# Exercise aim
What you return must be the lines of the data that hold the word "stem".

# Extracted data
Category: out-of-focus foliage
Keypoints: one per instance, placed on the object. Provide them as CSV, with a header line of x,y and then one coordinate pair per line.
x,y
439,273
--
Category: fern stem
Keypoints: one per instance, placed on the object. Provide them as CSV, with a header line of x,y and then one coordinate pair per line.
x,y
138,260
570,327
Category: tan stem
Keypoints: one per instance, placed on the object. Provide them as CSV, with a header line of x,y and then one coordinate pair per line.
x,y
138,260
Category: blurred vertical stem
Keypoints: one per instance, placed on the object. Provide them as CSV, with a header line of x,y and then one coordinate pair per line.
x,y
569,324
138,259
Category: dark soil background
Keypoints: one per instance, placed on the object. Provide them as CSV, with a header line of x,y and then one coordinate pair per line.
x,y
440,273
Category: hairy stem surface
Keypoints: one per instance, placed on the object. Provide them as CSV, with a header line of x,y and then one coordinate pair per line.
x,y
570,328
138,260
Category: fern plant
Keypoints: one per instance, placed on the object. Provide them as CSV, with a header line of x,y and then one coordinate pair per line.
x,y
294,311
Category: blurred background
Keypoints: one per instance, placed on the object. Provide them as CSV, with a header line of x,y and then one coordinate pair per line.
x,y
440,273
==
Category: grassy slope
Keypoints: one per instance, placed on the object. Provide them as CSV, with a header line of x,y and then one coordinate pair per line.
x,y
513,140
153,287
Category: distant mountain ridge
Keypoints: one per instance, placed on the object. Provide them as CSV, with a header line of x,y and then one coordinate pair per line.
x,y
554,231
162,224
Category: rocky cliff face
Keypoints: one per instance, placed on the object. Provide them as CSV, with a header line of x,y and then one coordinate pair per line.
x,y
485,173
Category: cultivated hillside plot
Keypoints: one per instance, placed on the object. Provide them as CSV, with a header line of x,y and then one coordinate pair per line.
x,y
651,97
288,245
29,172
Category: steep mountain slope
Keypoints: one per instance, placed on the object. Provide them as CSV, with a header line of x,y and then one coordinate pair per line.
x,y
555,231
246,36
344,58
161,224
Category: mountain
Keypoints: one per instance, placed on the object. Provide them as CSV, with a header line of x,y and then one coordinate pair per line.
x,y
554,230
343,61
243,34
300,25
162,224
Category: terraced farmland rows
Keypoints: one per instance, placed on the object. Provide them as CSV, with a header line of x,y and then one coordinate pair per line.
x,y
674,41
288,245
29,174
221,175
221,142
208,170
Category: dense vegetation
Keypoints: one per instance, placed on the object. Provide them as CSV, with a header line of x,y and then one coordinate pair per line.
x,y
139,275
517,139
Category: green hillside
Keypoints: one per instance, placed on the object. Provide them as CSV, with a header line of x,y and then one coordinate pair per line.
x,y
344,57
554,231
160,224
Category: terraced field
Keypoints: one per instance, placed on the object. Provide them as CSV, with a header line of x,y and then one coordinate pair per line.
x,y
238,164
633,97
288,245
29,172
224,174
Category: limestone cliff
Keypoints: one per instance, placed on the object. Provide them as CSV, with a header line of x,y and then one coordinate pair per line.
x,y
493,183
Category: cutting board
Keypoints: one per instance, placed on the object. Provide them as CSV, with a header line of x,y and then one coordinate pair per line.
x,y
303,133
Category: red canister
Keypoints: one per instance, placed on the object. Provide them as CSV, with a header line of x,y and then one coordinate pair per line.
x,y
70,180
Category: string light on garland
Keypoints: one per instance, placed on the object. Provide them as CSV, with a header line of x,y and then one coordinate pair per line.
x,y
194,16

# Output
Category: fern stem
Category: tan stem
Category: blurred vertical stem
Category: hairy stem surface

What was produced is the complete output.